**Opdrachten:**
[A] Klopt elke bewering hieronder volgens de tekst over de Nieuwe Vakbeweging? Antwoord per bewering met ja of nee en citeer letterlijk de woorden uit de tekst die de doorslag geven. (i) De bondsraden van Abvakabo FNV, FNV Bondgenoten en FNV Bouw willen voorkomen dat belangen versplinteren. (ii) De FNV telt op dit moment twintig bonden. (iii) De reacties gaan uitgebreid in op de beleidsinhoud van de vakbeweging.
[B] Zet de tekst over de Nieuwe Vakbeweging voort, te beginnen na de laatste zin.

**Leestekst:**
• • • • • • •
Deze en andere vaagheden laten echter geen misverstand bestaan over de uit ervaring opgebouwde kritiek op de afstand tussen het apparaat, de leden en de werkvloer. In de volgende ronde zal moeten blijken in hoeverre de kwartiermakers een democratisch alternatief bieden voor de bestaande ijzeren instituties. Geluiden over een groter mandaat van de nieuwe voorzitter beloven niet veel goeds. Een merkwaardig antwoord op het conflict over het pensioenakkoord dat het gevolg zou zijn van de te geringe bevoegdheden van Jongerius (Het Financieele Dagblad, 17 april 2012). Haar opvolger zou niet meer teruggefloten mogen worden. Ook niet door het bondsparlement? Hoe staat en gaat het overigens met dat fel bekritiseerde akkoord dat ook nog eens een nieuwe verslechtering wacht?

Collectiviteit

De instemming in de reacties met de opzet van de Nieuwe Vakbeweging als een vereniging met een individueel lidmaatschap bevat een ernstige waarschuwing. Deze richt zich op de samenstellende organisaties, zowel op hun aantal dat aanzienlijk groter zou zijn dan de huidige negentien bonden als op hun nieuwe grondslag van beroep en sector. Te vrezen is dat de beoogde indeling naar segmenten als spoor, zorg, onderwijs, beveiliging, gemeentelijke overheid, metaal, schoonmaak, enzovoort een categorale binding aan specifieke belangen oproept. Een versplinterende concentratie op het deelbelang van de sector die ondermijnend werkt op het collectieve belang bij werkgelegenheid, koopkracht, sociale zekerheid, arbeidskwaliteit en niet te vergeten tegenmacht. Een gezamenlijk initiatief van bij de FNV aangesloten organisaties van jongeren, ouderen en zelfstandigen zonder personeel getuigt daarvan (FNV Bouw, nieuws 28 februari 2012). Uitgaande van de stelling “bestaande rechten kunnen geen heilige huisjes zijn” wordt aan ‘insiders’ om solidariteit gevraagd met minder bedeelde ‘outsiders’ door een deel van hun arbeidsrechten af te staan. Anders gezegd, een schoolvoorbeeld van neerwaartse nivellering.

De bondsraden van Abvakabo FNV, FNV Bondgenoten en FNV Bouw willen deze fragmentatie van belangen voorkomen. Ze pleiten voor dwarsverbanden tussen de organisatie-eenheden, onderlinge samenwerking van groepen en sectoren en vooral de benutting van de macht van het gezamenlijke aantal. Erkenning van de diversiteit dient in hun ogen samen te gaan met gebundelde gemeenschappelijkheid.

Beleid

Zoals gezegd, de verschillende ons bekende reacties raken de beleidsinhoud van de vakbeweging niet, noch haar verhouding met de staat en de ondernemers. Weliswaar suggereren vaak gebruikte termen als ‘sterk’, ‘daadkrachtig’ en ‘lef’ een kritiek op wat in vakbondsland gangbaar is, maar dat is het wel zo’n beetje. Hetzelfde kan gezegd worden van de herhaling van begrippen uit het lijstje van Dalfsen: ‘zichtbaar’, ‘herkenbaar’ en ‘van onderen op’.
• • • • • • •
Opgeslagen gegevens
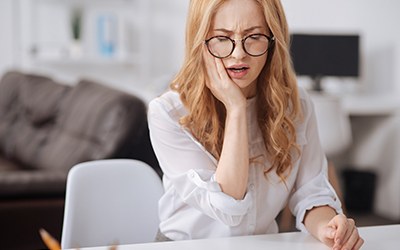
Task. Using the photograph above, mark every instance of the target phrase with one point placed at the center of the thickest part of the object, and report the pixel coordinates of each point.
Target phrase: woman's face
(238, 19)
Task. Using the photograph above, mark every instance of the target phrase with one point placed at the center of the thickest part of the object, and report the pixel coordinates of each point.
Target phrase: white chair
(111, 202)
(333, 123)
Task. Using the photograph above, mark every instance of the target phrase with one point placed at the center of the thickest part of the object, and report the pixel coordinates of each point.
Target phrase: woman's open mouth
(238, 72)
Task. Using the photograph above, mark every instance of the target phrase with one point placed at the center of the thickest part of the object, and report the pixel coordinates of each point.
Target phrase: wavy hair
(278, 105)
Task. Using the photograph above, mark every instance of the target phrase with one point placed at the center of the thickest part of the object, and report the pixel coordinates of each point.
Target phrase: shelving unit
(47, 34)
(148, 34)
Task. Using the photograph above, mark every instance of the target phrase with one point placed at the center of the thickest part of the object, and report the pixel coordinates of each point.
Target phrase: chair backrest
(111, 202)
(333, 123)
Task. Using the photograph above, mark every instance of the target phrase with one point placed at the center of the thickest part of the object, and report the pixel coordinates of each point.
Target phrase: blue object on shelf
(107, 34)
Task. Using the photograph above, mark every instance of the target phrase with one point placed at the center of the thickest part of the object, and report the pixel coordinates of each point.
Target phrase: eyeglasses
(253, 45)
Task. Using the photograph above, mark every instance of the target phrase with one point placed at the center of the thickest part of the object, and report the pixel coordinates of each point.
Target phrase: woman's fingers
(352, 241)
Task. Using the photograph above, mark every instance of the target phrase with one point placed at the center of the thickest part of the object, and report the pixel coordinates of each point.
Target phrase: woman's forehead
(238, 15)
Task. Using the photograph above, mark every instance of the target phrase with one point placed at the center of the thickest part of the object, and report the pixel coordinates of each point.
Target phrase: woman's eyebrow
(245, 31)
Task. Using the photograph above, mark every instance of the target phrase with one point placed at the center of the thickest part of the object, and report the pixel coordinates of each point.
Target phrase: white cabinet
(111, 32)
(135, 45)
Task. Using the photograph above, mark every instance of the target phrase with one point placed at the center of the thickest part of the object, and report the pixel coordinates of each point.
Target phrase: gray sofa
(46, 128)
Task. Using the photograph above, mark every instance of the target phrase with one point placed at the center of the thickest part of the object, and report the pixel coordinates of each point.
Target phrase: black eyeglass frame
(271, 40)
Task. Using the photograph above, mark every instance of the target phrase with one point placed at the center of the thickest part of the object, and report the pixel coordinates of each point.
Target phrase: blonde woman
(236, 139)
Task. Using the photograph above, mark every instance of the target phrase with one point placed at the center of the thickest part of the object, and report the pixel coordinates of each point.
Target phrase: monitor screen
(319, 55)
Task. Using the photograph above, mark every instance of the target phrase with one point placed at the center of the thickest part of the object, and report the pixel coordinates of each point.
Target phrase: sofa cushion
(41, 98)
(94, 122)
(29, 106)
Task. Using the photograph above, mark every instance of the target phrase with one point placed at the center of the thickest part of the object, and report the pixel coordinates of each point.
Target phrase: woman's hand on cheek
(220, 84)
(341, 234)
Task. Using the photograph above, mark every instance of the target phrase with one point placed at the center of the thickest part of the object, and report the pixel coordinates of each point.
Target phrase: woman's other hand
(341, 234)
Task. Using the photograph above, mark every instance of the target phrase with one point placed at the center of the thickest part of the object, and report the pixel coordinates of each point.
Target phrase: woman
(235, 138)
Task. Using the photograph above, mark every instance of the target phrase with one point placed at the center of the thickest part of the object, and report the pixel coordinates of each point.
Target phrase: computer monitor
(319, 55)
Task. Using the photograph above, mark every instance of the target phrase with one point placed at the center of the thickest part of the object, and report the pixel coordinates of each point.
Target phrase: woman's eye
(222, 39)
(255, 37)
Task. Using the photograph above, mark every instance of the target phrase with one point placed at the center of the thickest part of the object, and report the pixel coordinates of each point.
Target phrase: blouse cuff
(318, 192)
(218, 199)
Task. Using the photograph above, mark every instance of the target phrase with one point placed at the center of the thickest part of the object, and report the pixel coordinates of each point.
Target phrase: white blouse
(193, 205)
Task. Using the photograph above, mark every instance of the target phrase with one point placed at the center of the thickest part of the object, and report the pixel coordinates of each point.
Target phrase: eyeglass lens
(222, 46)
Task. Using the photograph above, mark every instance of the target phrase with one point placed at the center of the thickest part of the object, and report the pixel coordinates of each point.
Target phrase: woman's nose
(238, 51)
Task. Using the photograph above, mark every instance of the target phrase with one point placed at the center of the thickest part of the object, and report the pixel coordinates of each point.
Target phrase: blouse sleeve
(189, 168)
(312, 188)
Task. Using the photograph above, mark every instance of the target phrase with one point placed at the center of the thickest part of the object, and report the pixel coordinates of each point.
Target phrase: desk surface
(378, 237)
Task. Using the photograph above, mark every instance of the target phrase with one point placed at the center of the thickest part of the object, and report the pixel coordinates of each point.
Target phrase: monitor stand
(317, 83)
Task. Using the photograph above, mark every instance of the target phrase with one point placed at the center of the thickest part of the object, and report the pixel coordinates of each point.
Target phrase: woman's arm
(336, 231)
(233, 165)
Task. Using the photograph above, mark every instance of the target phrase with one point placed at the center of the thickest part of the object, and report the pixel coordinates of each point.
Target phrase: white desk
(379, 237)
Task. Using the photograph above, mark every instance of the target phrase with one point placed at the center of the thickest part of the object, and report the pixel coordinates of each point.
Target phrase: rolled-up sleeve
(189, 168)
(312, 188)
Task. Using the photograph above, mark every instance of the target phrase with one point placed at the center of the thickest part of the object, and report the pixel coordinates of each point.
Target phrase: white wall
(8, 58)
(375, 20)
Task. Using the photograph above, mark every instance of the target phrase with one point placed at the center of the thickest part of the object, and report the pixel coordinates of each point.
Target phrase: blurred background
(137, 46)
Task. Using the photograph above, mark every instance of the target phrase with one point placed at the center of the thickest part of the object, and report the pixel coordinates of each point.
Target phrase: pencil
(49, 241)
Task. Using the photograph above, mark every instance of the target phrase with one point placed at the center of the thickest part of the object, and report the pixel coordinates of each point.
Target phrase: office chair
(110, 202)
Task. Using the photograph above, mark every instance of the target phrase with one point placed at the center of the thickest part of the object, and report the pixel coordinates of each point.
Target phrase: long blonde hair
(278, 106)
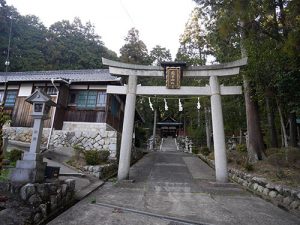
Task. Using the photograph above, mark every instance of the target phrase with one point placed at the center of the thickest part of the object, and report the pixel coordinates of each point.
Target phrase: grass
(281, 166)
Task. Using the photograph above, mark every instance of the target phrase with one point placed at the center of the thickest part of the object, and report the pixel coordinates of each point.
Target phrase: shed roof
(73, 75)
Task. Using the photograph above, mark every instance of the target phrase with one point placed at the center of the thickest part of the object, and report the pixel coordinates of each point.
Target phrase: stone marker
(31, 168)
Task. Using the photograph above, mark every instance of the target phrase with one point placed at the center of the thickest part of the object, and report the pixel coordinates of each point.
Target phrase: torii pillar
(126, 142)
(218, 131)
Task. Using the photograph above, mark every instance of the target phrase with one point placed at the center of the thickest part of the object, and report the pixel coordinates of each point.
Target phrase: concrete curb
• • • • • • •
**Antwoorden:**
[A]
(i) Ja: "De bondsraden van Abvakabo FNV, FNV Bondgenoten en FNV Bouw willen deze fragmentatie van belangen voorkomen."
(ii) Nee: "de huidige negentien bonden"
(iii) Nee: "de verschillende ons bekende reacties raken de beleidsinhoud van de vakbeweging niet"

[B]
Misschien ligt hier de volgende, onuitgesproken redenering achter: als de leden via reële democratische besluitvorming, inclusief de controle op (en afzetbaarheid van?) gekozen functionarissen, hun belangen weten te profileren, zullen de beleidsresultaten onvermijdelijk tegenover de ondernemers en regering komen te staan.

Misschien, maar opmerkingen als “versterking van de overlegpositie” en handhaving van het “polderoverleg” bevestigen de ontwikkeling naar zo’n belangentegenstelling niet. Een toelichting op het onderscheid tussen ‘overleggen’ en ‘onderhandelen’ kan daarbij van dienst zijn. Veelal worden de twee door elkaar gebruikt en dat is al lange tijd een bron van verwarring.

Van overleg naar onderhandeling

De terminologie overleg/overleggen veronderstelt een communicatievorm, waarin het gaat om een gezamenlijke oplossing voor een gezamenlijk ondervonden probleem. Daarbij wordt de verhouding van de overlegpartners gekenmerkt door samenwerking gericht op een gemeenschappelijk besluit.
Onderhandeling/onderhandelen daarentegen houdt in dat de betrokken partijen op grond van een ervaren belangentegenstelling tot een overeenkomst voor een bepaalde tijd trachten te komen. Daarbij is het niet vanzelfsprekend dat een compromis bereikt wordt.
Omdat in de Nederlandse arbeidsverhoudingen de traditie is opgebouwd (en geïnstitutionaliseerd) dat contacten tussen partners/partijen geschieden op basis van een gezamenlijke aanvaarding van het kapitalistisch systeem en zijn gebreken, domineert het verschijnsel ‘overleg’ de interactie tussen vakbeweging, staat en ondernemers.
Het zou een beslissende stap zijn, wanneer op de verschillende niveaus van de arbeidsverhoudingen het overleg op basis van gemeenschappelijkheid plaatsmaakt voor de onderhandeling op basis van erkende belangentegenstellingen. Krachtig, met lef, herkenbaar, enzovoort.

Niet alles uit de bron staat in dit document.